Dataset excerpts:
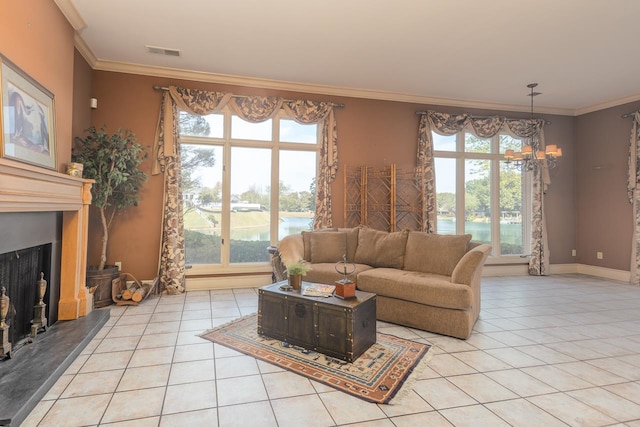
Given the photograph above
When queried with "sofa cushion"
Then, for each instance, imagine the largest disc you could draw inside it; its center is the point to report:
(328, 247)
(423, 288)
(434, 253)
(380, 248)
(326, 273)
(306, 236)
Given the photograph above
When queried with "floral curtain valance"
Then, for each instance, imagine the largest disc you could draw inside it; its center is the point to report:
(486, 127)
(166, 159)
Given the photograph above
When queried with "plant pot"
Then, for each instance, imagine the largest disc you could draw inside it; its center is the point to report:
(295, 281)
(101, 281)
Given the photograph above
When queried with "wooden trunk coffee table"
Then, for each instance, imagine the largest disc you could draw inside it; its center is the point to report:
(339, 328)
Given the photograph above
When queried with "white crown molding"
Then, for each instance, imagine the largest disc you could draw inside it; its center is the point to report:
(71, 13)
(129, 68)
(610, 104)
(85, 50)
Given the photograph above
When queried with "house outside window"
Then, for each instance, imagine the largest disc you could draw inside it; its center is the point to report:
(478, 193)
(230, 168)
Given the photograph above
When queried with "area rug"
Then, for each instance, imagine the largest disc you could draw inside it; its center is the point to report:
(379, 375)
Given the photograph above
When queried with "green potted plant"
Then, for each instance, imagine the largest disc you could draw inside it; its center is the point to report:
(113, 161)
(295, 271)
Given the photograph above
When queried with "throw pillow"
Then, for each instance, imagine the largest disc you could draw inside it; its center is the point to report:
(329, 246)
(306, 239)
(380, 248)
(435, 253)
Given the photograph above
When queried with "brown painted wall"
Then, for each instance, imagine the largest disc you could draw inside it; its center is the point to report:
(603, 211)
(36, 36)
(82, 77)
(586, 205)
(370, 132)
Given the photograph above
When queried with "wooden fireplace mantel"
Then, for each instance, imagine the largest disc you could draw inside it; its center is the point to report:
(26, 188)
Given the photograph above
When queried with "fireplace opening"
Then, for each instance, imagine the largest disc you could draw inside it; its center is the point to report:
(19, 274)
(31, 245)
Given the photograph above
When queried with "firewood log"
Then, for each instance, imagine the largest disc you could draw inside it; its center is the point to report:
(127, 294)
(139, 293)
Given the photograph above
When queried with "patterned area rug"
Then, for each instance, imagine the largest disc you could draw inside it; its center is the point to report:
(378, 375)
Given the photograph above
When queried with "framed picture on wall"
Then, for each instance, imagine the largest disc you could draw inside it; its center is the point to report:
(27, 119)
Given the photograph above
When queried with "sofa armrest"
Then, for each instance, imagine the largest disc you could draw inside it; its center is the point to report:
(289, 250)
(469, 268)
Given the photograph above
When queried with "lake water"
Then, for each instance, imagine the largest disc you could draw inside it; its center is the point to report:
(481, 231)
(288, 225)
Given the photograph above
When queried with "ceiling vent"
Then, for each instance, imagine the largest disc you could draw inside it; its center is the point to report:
(162, 51)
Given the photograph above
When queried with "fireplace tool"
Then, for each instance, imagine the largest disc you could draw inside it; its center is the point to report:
(5, 345)
(39, 310)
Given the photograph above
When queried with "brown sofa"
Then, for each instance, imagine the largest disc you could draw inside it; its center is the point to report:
(426, 281)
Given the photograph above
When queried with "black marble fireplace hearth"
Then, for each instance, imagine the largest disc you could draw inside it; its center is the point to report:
(27, 377)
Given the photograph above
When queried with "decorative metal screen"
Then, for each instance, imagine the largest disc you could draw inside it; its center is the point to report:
(384, 199)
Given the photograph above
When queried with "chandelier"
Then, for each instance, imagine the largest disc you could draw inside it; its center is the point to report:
(531, 156)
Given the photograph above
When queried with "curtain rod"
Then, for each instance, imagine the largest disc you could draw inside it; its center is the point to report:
(421, 113)
(164, 88)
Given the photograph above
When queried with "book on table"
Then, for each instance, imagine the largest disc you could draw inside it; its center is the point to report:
(317, 290)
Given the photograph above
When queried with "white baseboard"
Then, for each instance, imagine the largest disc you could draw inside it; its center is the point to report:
(607, 273)
(590, 270)
(227, 282)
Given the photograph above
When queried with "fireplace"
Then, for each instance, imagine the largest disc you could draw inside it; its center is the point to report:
(44, 217)
(31, 246)
(57, 202)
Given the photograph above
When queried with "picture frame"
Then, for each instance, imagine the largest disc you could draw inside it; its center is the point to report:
(26, 119)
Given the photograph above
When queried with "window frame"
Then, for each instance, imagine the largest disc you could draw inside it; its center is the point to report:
(496, 158)
(227, 143)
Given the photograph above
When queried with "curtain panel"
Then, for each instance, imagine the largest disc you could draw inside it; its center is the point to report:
(531, 130)
(254, 109)
(633, 190)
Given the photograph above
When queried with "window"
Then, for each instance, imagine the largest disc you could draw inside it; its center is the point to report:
(481, 195)
(230, 168)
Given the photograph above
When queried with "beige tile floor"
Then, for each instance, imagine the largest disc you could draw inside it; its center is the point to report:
(547, 351)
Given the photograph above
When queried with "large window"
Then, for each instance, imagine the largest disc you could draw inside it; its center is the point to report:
(245, 186)
(477, 193)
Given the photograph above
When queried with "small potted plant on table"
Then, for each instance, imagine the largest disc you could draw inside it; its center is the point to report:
(295, 272)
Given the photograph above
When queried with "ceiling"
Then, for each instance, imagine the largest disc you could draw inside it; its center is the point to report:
(583, 53)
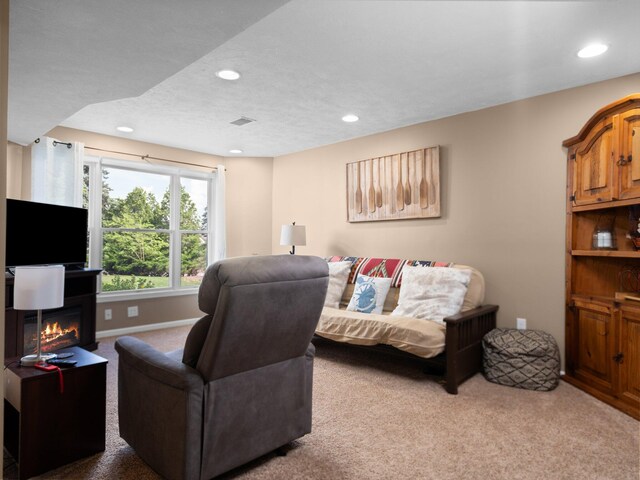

Objective:
Extract every line in the entries above that contains the string "window".

Written answer:
When queried with "house outside window"
When queried with "window frame"
When queried with "window"
When queried with "large window"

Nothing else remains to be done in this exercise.